[Work to be completed]: Render every line of the entries below as a two-column Markdown table, with a running count under Row and the line's text under Text, skipping blank lines.

[Data lines]:
--------------------------------
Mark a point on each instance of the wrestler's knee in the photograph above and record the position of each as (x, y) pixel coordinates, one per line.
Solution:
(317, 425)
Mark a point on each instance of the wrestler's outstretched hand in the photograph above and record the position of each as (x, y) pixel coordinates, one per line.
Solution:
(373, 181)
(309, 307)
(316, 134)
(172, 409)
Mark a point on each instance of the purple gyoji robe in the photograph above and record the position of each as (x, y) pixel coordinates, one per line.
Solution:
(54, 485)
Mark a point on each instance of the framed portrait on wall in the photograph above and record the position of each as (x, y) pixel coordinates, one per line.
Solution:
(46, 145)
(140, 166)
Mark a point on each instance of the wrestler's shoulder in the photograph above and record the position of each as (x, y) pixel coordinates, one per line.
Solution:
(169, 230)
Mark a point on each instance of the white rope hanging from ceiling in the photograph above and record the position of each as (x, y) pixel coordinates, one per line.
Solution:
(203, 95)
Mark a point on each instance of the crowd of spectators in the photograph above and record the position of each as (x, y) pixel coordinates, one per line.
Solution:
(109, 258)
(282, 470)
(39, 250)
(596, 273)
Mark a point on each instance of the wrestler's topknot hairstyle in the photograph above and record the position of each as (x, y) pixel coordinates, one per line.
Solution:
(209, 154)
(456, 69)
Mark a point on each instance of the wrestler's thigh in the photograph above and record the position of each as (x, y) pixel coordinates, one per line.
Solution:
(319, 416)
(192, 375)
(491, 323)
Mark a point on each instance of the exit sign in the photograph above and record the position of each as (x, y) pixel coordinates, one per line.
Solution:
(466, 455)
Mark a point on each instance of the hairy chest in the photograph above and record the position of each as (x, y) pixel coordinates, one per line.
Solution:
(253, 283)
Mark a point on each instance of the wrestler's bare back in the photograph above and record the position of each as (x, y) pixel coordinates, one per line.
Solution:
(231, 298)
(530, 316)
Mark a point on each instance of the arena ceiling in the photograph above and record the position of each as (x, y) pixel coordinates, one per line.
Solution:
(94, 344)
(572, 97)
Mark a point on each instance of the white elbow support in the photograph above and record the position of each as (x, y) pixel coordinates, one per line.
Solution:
--------------------------------
[Response to this task]:
| Row | Text |
|---|---|
| 1 | Mark a point on each instance of the wrestler's knee in the photograph above and record the position of each as (x, y) pixel coordinates, one per line. |
| 2 | Solution: |
| 3 | (317, 425) |
| 4 | Mark a point on each instance of the wrestler's outstretched hand in the photograph above and record the position of each as (x, y) pixel coordinates, one per line. |
| 5 | Solution: |
| 6 | (373, 181) |
| 7 | (309, 307) |
| 8 | (316, 134) |
| 9 | (172, 409) |
| 10 | Mark a point on each instance of the purple gyoji robe in the photograph above and record the position of each as (x, y) pixel coordinates, one per line. |
| 11 | Solution: |
| 12 | (54, 485) |
| 13 | Mark a point on each instance of the framed portrait on wall in the photograph above and record the position of each as (x, y) pixel coordinates, one per line. |
| 14 | Solution: |
| 15 | (46, 145) |
| 16 | (140, 166) |
| 17 | Mark a point on each instance of the wrestler's shoulder in the photograph above and record the position of each as (x, y) pixel coordinates, one per line. |
| 18 | Solution: |
| 19 | (169, 230) |
| 20 | Mark a point on each instance of the white rope hanging from ceiling in the photograph above and record the position of each as (x, y) pixel coordinates, one per line. |
| 21 | Solution: |
| 22 | (203, 95) |
| 23 | Mark a point on each instance of the crowd of spectators in the photograph above and record the position of each as (x, y) pixel coordinates, one per line. |
| 24 | Solution: |
| 25 | (109, 258) |
| 26 | (282, 470) |
| 27 | (39, 250) |
| 28 | (596, 273) |
| 29 | Mark a point on each instance of the wrestler's topknot hairstyle in the photograph above and record the position of each as (x, y) pixel coordinates, one per line. |
| 30 | Solution: |
| 31 | (209, 154) |
| 32 | (456, 69) |
| 33 | Mark a point on each instance of the wrestler's thigh in the photograph above and record the position of each as (x, y) pixel coordinates, one per line. |
| 34 | Solution: |
| 35 | (319, 416) |
| 36 | (192, 375) |
| 37 | (491, 323) |
| 38 | Mark a point on each instance of the exit sign in the photograph above and record the position of each as (x, y) pixel coordinates, one per line. |
| 39 | Solution: |
| 40 | (466, 455) |
| 41 | Mark a point on each instance of the hairy chest in the photograph above and record the position of each as (x, y) pixel coordinates, one per line. |
| 42 | Solution: |
| 43 | (253, 283) |
| 44 | Mark a point on each instance of the wrestler's bare back in the photograph above and record the position of each as (x, y) pixel coordinates, one per line. |
| 45 | Solution: |
| 46 | (231, 298) |
| 47 | (530, 316) |
| 48 | Mark a point on each instance of the arena ceiling in the photograph above and record the position of each as (x, y) pixel coordinates, one per line. |
| 49 | Solution: |
| 50 | (94, 344) |
| 51 | (572, 97) |
| 52 | Mark a point on each instance of the white elbow support in the photograph above and record the position of each as (x, y) pixel coordinates, one per line. |
| 53 | Solution: |